- **The data**:

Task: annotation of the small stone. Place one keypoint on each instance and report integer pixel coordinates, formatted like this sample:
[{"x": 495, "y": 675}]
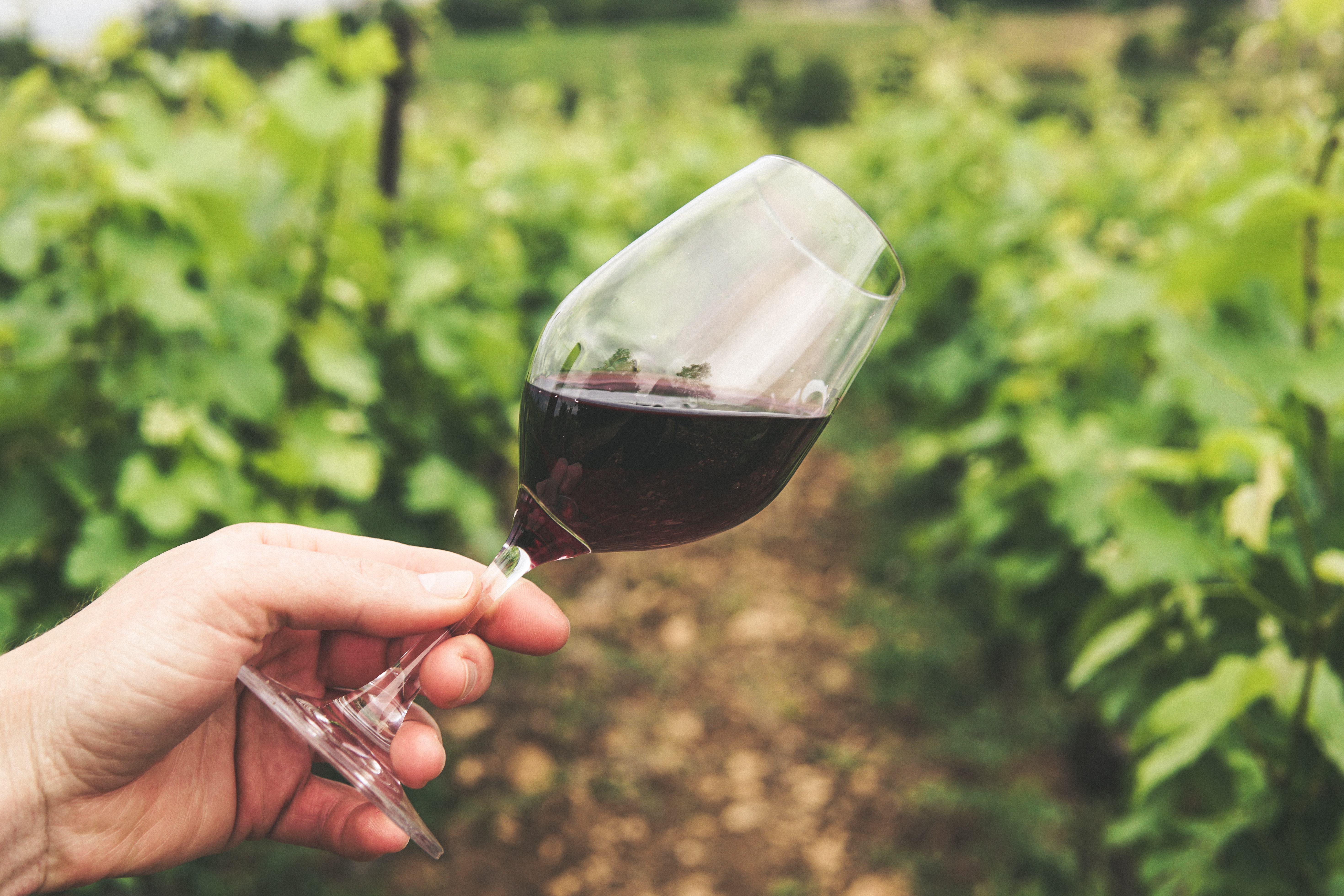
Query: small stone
[
  {"x": 694, "y": 886},
  {"x": 464, "y": 725},
  {"x": 566, "y": 885},
  {"x": 835, "y": 676},
  {"x": 811, "y": 788},
  {"x": 552, "y": 850},
  {"x": 678, "y": 633},
  {"x": 690, "y": 852},
  {"x": 530, "y": 769},
  {"x": 741, "y": 817},
  {"x": 865, "y": 781},
  {"x": 826, "y": 856},
  {"x": 881, "y": 886},
  {"x": 633, "y": 829},
  {"x": 470, "y": 772},
  {"x": 506, "y": 829},
  {"x": 702, "y": 827},
  {"x": 683, "y": 726}
]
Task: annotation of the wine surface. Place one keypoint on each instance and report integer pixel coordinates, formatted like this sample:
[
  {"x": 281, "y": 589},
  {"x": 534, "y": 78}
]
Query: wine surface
[{"x": 631, "y": 464}]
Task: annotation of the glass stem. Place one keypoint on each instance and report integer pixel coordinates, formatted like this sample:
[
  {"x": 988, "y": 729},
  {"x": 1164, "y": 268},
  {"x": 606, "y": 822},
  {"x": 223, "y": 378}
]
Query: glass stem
[{"x": 379, "y": 707}]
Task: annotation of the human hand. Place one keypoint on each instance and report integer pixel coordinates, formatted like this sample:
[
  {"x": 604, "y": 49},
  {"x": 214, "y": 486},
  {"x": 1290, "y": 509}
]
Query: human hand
[{"x": 127, "y": 745}]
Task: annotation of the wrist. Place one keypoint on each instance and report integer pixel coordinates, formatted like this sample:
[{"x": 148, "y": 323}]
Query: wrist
[{"x": 23, "y": 819}]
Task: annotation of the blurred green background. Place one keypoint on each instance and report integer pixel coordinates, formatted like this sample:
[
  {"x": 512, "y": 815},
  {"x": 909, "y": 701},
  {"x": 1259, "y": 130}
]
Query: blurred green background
[{"x": 1053, "y": 610}]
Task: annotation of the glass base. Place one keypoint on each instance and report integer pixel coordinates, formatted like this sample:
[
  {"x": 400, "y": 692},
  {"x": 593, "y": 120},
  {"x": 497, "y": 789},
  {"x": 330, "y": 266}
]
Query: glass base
[{"x": 363, "y": 764}]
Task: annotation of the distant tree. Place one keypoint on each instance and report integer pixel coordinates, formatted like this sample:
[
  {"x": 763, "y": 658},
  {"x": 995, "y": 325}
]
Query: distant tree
[{"x": 820, "y": 95}]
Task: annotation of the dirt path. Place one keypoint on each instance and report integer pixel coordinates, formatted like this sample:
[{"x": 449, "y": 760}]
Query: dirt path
[{"x": 705, "y": 731}]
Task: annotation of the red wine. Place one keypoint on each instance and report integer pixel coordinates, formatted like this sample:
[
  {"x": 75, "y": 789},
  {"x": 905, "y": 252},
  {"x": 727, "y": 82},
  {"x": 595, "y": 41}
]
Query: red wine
[{"x": 623, "y": 463}]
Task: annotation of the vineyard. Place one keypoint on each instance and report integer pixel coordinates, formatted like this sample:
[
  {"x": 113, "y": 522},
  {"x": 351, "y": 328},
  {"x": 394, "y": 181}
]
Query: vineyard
[{"x": 1082, "y": 511}]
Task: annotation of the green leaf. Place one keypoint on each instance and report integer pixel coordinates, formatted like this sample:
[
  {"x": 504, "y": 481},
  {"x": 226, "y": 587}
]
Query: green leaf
[
  {"x": 168, "y": 504},
  {"x": 337, "y": 358},
  {"x": 1108, "y": 644},
  {"x": 429, "y": 280},
  {"x": 1187, "y": 719},
  {"x": 316, "y": 108},
  {"x": 1328, "y": 566},
  {"x": 437, "y": 484},
  {"x": 1151, "y": 545},
  {"x": 25, "y": 522},
  {"x": 1246, "y": 512},
  {"x": 314, "y": 453},
  {"x": 19, "y": 244},
  {"x": 1326, "y": 715},
  {"x": 104, "y": 554}
]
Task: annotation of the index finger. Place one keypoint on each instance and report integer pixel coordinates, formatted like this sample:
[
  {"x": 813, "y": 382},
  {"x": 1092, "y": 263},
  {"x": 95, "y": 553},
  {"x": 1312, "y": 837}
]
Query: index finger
[{"x": 525, "y": 621}]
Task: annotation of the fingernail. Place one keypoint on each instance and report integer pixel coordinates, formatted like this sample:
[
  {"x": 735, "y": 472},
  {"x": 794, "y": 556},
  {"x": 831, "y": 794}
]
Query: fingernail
[
  {"x": 471, "y": 680},
  {"x": 448, "y": 585}
]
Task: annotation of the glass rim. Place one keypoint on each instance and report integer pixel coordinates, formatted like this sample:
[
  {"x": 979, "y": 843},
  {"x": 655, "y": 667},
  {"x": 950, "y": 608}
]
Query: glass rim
[{"x": 901, "y": 272}]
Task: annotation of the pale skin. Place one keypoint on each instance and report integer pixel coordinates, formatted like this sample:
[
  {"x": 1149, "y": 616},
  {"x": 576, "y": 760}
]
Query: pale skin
[{"x": 127, "y": 745}]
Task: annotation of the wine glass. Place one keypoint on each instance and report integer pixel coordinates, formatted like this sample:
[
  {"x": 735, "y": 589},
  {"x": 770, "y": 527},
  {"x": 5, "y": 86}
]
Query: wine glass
[{"x": 671, "y": 397}]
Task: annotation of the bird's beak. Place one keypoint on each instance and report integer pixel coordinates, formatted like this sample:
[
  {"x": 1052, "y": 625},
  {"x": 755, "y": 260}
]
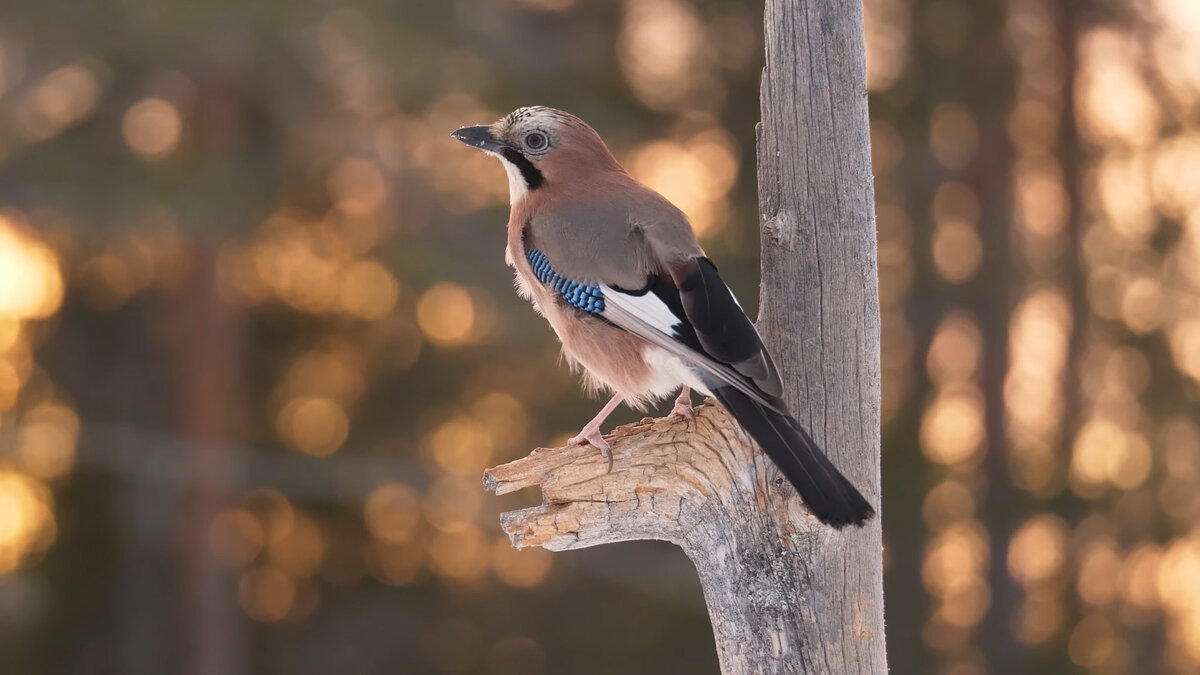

- **What needs to be done**:
Find every line in the records above that contains the word "hand", and copy each one.

- **Complete response**:
Task: annotation of the human hand. Place one keypoint on each instance and report integer pixel coordinates, formatted like this sample:
Query: human hand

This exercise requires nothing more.